▸ **SHORT EXERCISE**
Duplicate the data below word for word, starting at the line that contains "Could you point out the bare" and continuing through the last line of the data.

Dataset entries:
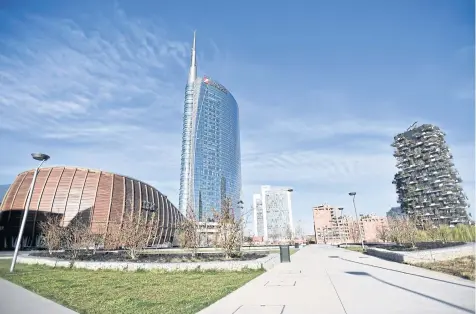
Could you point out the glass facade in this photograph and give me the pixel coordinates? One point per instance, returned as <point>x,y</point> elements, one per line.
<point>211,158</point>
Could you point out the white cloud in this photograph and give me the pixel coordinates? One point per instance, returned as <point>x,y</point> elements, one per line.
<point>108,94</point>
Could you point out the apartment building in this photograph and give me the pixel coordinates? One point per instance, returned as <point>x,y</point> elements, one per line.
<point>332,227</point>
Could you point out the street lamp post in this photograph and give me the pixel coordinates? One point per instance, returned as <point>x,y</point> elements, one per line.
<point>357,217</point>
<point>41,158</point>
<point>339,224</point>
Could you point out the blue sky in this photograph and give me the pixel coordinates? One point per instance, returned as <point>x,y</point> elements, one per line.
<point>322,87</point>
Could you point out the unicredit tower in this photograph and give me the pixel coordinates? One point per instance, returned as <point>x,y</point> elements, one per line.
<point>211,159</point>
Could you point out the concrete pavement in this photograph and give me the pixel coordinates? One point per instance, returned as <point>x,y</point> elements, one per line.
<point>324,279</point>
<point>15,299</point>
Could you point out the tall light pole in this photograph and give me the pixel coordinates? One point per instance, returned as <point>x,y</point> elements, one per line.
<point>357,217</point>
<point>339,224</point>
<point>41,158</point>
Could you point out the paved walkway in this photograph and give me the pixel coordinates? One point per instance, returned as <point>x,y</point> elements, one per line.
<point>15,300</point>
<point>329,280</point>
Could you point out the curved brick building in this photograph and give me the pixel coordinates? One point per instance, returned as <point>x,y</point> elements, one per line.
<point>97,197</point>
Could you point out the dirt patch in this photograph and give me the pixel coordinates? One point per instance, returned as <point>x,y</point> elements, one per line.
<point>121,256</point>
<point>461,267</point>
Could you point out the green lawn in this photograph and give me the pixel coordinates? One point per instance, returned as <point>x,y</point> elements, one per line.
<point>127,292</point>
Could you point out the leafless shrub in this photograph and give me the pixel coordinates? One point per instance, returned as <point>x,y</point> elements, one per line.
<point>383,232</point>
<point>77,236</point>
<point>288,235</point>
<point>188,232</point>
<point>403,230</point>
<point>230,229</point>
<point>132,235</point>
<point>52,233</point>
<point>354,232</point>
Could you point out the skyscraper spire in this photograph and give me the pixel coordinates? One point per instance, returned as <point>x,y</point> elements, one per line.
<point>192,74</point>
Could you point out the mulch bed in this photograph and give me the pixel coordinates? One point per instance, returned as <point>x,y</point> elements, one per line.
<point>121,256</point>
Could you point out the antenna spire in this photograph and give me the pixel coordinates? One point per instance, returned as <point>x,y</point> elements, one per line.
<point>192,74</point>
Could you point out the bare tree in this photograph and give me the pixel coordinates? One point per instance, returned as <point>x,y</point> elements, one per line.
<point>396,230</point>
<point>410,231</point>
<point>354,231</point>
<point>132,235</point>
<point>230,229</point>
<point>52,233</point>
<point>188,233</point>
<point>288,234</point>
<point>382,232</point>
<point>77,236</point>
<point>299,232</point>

▸ **REPLY TO THE TASK**
Could you point out the bare tree in this photograph and give me the pixel coordinates? One point per instance, returned as <point>x,y</point> elements, one per line.
<point>396,230</point>
<point>410,231</point>
<point>354,231</point>
<point>132,235</point>
<point>230,229</point>
<point>52,233</point>
<point>188,233</point>
<point>288,234</point>
<point>382,232</point>
<point>77,236</point>
<point>299,232</point>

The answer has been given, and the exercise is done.